§ SET PROBLEM 1: Count the lines in the rows that contain the string "grass", treating case as significant. Reply with the number alone.

§ DOCUMENT:
========================================
Past Reviews

Regional Reviews: San Francisco

Marlo Thomas shines in Moving Right Along

Also see Richard's reviews of The War at Home and The King and I

Magic Theatre, now in its 40th season of premiering new plays, is presenting through November 19th a collection of three one-act plays about life and death, two written by Elaine May (who also directs, with Jeannie Berlin). Marlo Thomas is dynamite in the third one-act comedy-drama called George Is Dead.

The opening forty-minute piece is a murky comedy starring Mark Rydell called Killing Trotsky by Czech playwright Jan Mirochek and translated by Herbert Kotik. It takes place in the dingy room of Max (Mark Rydell) in 1998 Czechoslovakia. Max is a failed playwright who seems obsessed with death. His prior plays have been Death of Stalin, Death of Communism, and the current one is Death of Trotsky. Theatrical producer Otto (Reed Martin) does not want to produce Max's play because it is just too depressing. The Velvet Revolution generation writer will not be able to display his latest social masterpiece.

Max contemplates suicide by jumping out the very tiny window of his grungy apartment. He put a long dissertation on his answering machine that starts with, "This is the late Max," and goes into a diatribe on the state of the world. However, Max can't get his bulky frame into the tiny window that is only half open. Most of the comedy takes place with Max straddling the windowsill with one leg out and one leg in. Max's landlady (Wanda McCaddon) comes into the room just as good news arrives that Max's play will be produced after all. However, the landlady believes it would help the play if Max jumps to his death anyway. Max's lover Anna (Julia Brothers) saves the day so Max can live to see his play.

Killing Trotsky is much too long and it bogs down after Max is perched on the windowsill. Mark Rydell is miscast as Max. He lacks any assurance in the role. His social anger does not ring true when talking about the end of the Velvet revolution. Wanda McCaddon, sporting an excellent middle European accent, gives a polished performance in the role of the landlady. Julia Brothers has little to do in this segment but to look worried as the lover of Max.

The second segment, On the Way, is a twenty-minute bridge between the two plays. Rich Republican George (Mark Rydell) is being taken to the airport in a limo driven by an undereducated Dominican, Freddie (Daveed Diggs). The pastiche is a dialogue on the current state of affairs and what history has to do with the current situation. It all starts when Freddie asks seriously, "Was Hitler a real person?" Freddie has not a clue about World War II, the Cold War or even the politics of his native country. When George tries to explain that knowing past history might help understand current history, the driver calmly replies, "Why bother, since persons will continue to do the same things they always do time after time so why know history?"

Mark Rydell gives a good performance as the wealthy George while Daveed Diggs is appealing, with an excellent Dominican accent, as the driver.
========================================
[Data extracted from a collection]
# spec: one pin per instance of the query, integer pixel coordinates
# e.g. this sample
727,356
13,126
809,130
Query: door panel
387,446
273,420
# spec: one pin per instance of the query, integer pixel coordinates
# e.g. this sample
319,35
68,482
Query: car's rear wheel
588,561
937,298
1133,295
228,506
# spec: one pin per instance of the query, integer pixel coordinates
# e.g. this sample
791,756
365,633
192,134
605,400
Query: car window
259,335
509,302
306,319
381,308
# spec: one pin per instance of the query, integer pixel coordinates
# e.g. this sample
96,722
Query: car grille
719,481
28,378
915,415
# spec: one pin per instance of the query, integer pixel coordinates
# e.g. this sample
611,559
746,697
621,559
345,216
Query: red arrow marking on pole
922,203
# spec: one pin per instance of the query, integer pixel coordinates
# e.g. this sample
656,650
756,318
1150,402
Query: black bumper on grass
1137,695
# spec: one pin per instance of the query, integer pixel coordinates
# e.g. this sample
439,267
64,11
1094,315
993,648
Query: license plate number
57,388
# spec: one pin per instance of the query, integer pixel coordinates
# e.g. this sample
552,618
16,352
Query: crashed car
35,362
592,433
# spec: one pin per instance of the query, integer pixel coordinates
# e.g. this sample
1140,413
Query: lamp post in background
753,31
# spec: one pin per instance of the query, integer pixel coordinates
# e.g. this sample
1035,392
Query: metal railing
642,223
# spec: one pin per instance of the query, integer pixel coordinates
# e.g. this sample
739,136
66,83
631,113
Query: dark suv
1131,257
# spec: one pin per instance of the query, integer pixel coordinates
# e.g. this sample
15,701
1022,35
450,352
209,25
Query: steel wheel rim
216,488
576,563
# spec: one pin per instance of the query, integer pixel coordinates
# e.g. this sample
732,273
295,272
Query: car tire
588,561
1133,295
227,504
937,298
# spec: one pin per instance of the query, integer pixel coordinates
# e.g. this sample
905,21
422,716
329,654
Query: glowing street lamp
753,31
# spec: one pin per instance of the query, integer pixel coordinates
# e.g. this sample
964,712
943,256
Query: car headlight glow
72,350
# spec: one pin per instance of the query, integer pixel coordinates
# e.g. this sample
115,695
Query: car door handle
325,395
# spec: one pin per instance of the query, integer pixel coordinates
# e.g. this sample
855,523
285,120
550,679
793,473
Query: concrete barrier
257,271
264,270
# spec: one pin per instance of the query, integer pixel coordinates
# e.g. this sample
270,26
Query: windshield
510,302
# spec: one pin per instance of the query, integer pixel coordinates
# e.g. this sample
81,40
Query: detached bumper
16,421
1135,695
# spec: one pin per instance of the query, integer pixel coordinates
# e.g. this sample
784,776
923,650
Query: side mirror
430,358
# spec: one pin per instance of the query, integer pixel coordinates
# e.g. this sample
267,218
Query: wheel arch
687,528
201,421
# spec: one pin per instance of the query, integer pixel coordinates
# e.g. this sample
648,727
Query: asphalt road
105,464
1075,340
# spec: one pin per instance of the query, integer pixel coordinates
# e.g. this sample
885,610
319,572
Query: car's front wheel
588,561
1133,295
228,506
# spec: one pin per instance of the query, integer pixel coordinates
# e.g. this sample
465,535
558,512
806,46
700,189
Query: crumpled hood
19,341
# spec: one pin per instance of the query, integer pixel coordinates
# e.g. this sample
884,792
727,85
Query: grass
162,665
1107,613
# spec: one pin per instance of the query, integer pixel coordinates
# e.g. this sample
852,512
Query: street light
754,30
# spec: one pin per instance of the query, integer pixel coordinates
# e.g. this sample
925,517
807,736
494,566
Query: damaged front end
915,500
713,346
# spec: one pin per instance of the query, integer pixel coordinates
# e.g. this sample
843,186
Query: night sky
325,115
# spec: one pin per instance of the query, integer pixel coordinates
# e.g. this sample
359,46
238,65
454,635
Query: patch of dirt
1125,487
========================================
§ SET PROBLEM 2: According to the review, who plays Max's landlady in Killing Trotsky?

§ CORRECT OUTPUT 1: 2

§ CORRECT OUTPUT 2: Wanda McCaddon plays the landlady.